* DESAFIO 1 *
Pode editar as linhas de dados abaixo, da que contém "In this exercise you will find the residential" até a que contém "Target: residential house", trocando "residential house" por "detached house" e deixando todo o resto igual? Devolva somente essas linhas.

* TRECHO DA FONTE *
***
Meus pais, meu país

Meus pais, meu país

 

“Você deve escrever como se seus pais estivessem mortos”
Ian McEwan

Tratando-se de um espaço novo e de um público novo (imagino que aqui terei leitores que não conhecem meu trabalho como filósofo, tradutor e professor na Universidade), achei que seria interessante me apresentar. Mas, ao tentar fazê-lo, acabei misturando minha história com a história recente do Brasil. Talvez não pudesse ser de outro jeito. Walter Benjamin diz, em algum lugar, que, ao contar a história do Idiota, Dostoiévski estava contando a história do próprio povo russo. A minha história sempre foi para mim inseparável da história do meu país. E mesmo que no momento em que eu escrevo essas palavras eu esteja na França, muito distante do meu país, ao ter que falar de mim onde quer que eu esteja de repente esse país vem à tona e me atropela.

Nasci em 13 de outubro de 1968, em plena ditadura militar, em Duque de Caxias, na Baixada Fluminense, em uma época em que a região era uma das mais pobres e violentas do Brasil. Dois meses após o meu nascimento, em 13 de dezembro de 1968, foi baixado, durante o governo do general Costa e Silva, o Ato Institucional nº 5, que vigorou até dezembro de 1978. Os dez primeiros anos da minha vida foram vividos sob o AI-5, momento mais duro do regime militar ao instaurar um estado de exceção que permitia punir arbitrariamente todos aqueles que se opusessem ao regime, não só com o exílio, a prisão e a tortura, mas também com a morte.
***
* DADOS FORNECIDOS *

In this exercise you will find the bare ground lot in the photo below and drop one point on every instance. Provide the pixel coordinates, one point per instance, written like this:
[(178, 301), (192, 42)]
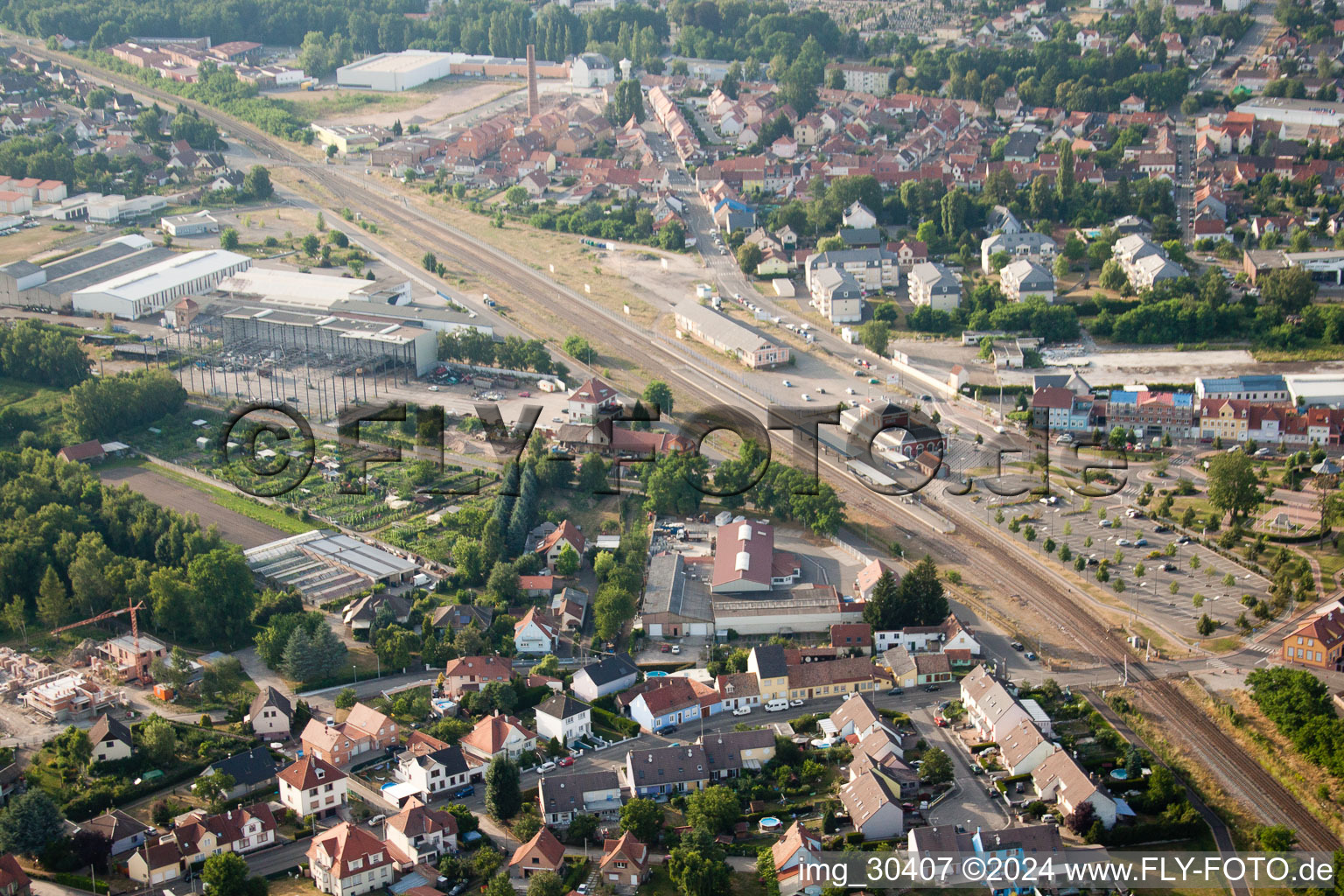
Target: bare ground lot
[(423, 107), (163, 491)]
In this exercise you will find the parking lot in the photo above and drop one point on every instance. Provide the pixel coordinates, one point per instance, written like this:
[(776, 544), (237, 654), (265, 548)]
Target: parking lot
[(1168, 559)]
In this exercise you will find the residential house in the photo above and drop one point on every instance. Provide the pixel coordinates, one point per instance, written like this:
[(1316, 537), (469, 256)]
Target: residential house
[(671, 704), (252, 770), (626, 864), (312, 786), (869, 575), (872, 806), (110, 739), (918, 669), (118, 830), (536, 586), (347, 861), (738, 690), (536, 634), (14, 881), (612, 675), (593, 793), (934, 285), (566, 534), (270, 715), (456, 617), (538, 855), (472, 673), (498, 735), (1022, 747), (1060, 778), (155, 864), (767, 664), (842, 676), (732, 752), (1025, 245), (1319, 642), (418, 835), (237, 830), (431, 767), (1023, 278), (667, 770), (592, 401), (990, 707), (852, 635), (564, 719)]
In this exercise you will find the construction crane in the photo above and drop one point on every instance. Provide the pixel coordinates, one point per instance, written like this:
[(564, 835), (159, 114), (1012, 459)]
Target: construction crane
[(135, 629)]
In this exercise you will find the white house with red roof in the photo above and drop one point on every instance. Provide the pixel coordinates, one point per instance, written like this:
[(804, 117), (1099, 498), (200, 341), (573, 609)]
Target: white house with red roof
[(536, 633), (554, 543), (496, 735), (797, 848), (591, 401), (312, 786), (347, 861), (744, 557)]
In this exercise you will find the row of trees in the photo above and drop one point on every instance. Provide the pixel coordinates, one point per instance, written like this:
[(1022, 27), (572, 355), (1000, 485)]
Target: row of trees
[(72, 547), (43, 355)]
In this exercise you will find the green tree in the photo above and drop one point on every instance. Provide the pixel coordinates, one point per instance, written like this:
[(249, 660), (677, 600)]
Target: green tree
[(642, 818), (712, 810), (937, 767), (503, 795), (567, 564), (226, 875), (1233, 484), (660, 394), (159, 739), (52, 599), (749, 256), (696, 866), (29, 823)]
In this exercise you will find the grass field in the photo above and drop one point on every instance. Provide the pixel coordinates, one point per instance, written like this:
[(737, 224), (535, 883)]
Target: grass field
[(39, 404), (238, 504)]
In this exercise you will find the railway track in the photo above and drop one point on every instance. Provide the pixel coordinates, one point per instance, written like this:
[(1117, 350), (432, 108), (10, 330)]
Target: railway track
***
* DESAFIO 2 *
Segundo o trecho da fonte, até quando vigorou o Ato Institucional nº 5?

* RESULTADO FINAL 1 *
In this exercise you will find the detached house in the photo above and drop one point on every instance. Provide the pixel coordinates, one point per instance, written like this:
[(1316, 537), (469, 256)]
Target: detached house

* RESULTADO FINAL 2 *
Até dezembro de 1978.